Competitive Pressures:
The beauty market has seen heightened competition and lower barriers to entry. Even in the prestige sector, Estée Lauder faces challenges from new entrants, particularly influencer-backed brands that resonate with younger consumers. Social media influencers, such as Kylie Jenner, have successfully built high-profile brands that leverage direct community engagement, which has diverted consumer attention from traditional brands. In 2019, Jenner sold a 51% stake in Kylie Cosmetics to Coty, underscoring the appeal of influencer-driven brands in today’s market. Not to mention its biggest competitor L’Oréal. The brand insulation that Estée Lauder once enjoyed, is making it harder for the company to defend its market share as effectively as it did in previous decades.
Financial Overview and Valuation
Current Valuation Metrics:
• Share Price: Trading around $64
• Fair Value Estimate: ~$187 (reflecting significant potential upside)
Estée Lauder’s P/E ratio (Current 112x) is very high but its still a strong brand. The current valuation levels mirror those of the 2008–2009 financial crisis, signaling possible downside risk.
Growth and Margin Targets:
• Revenue growth target: 6–8%, which exceeds inflation and provides a stable growth outlook.
• Profit growth target: Double-digit profit growth, with a focus on luxury products.
• Operating margin target: Annual increase of 50 basis points.
Estée Lauder’s long-term strategy aims to exceed market growth by 1% annually in prestige beauty. Although attractive, the current valuation combined with low revenue growth and modest profit projections, may pose risks, particularly with 5% risk-free rates available in the market.
Competitor Analysis
1. Coty
• Valuation: P/E of 14x, significantly below Estée Lauder.
• Product Portfolio: Coty’s brand portfolio includes Burberry, Calvin Klein, Chloé, Gucci, and Tiffany, among others. Coty is less reliant on the Asia-Pacific market (only 11% of revenue), reducing its exposure to economic fluctuations in the region.
• Financial Health: Coty’s recent focus on reducing debt has brought leverage from 6.8x in 2021 to 3.3x in 2024. Additionally, Coty has struggled with high debt due to an acquisition-heavy strategy. Recently, Coty hired a new CEO from L’Oréal, potentially signaling a turnaround.
• Market Position: Despite its lower quality compared to Estée Lauder, Coty’s valuation and reduced exposure to China make it an interesting, though riskier, alternative.
2. L’Oréal
• Valuation: Trading at 30x earnings, in line with Estée Lauder’s.
• Margins: Excellent financials, with a 75% gross margin, 20% operating margin, and 15% net margin.
• Growth Stability: L’Oréal has grown its market share over the years, maintaining a stable valuation. With a fair value projection of around 27x earnings, L’Oréal appears fairly valued in the current market environment.
Conclusion and Outlook
Estée Lauder, though a premier player in the luxury beauty industry, faces valuation challenges given its high premium relative to current and projected growth. High valuation levels at a time when risk-free rates are 5% create added pressure for the company to achieve strong returns, a challenging feat amid economic headwinds in core markets.
While Coty’s lower valuation makes it an appealing choice for value-focused investors, its past management missteps and reliance on debt-financed growth carry risk. Nevertheless, Coty’s reduced China exposure and recent restructuring make it worth watching for those seeking a higher-risk, higher-reward alternative. L’Oréal, meanwhile, offers a more balanced approach with strong margins and stable growth potential, supported by fair valuation metrics.

> **Provided records**:
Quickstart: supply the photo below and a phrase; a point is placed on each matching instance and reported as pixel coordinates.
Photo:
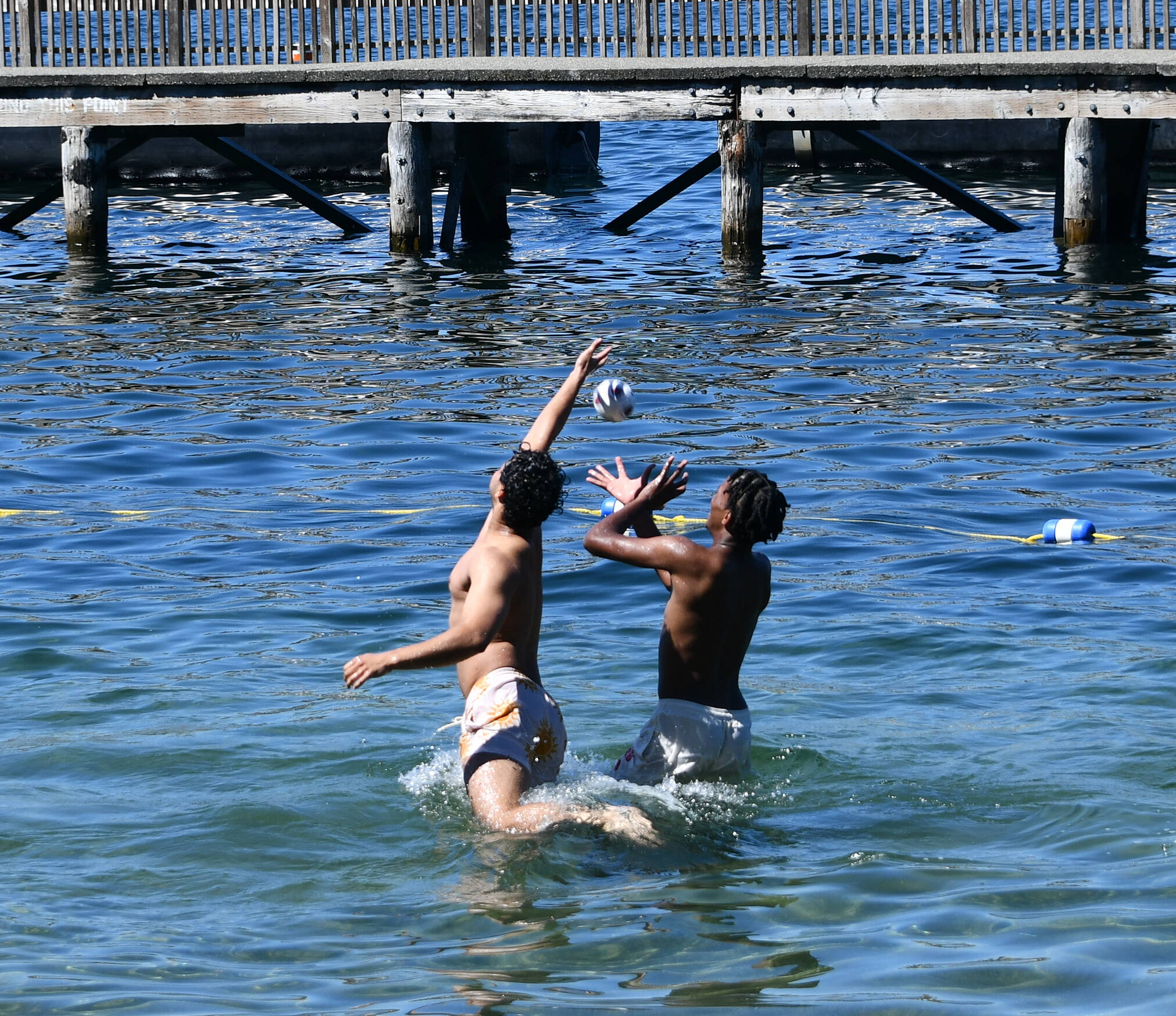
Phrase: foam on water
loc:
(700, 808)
---
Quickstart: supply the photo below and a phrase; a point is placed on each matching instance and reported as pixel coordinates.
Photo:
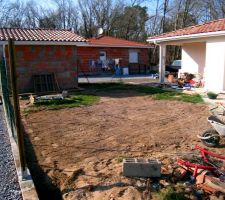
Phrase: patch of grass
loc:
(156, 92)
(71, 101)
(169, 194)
...
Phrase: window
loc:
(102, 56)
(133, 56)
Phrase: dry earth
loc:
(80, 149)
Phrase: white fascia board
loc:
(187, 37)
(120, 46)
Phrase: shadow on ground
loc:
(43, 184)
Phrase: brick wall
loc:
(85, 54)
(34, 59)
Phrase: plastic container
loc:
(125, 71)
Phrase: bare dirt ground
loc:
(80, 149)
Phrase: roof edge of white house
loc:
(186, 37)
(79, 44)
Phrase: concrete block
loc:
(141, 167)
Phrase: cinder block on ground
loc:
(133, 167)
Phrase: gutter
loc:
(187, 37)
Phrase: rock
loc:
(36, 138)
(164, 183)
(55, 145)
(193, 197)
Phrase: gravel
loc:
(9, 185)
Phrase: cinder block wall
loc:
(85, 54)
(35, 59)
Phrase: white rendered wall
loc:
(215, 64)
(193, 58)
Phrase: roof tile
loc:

> **Prompt**:
Retype the part of the Estée Lauder analysis that opens with the words containing "While Coty’s lower" and closes with "fair valuation metrics.", keeping every word and mark unchanged.

> **Result of this exercise**:
While Coty’s lower valuation makes it an appealing choice for value-focused investors, its past management missteps and reliance on debt-financed growth carry risk. Nevertheless, Coty’s reduced China exposure and recent restructuring make it worth watching for those seeking a higher-risk, higher-reward alternative. L’Oréal, meanwhile, offers a more balanced approach with strong margins and stable growth potential, supported by fair valuation metrics.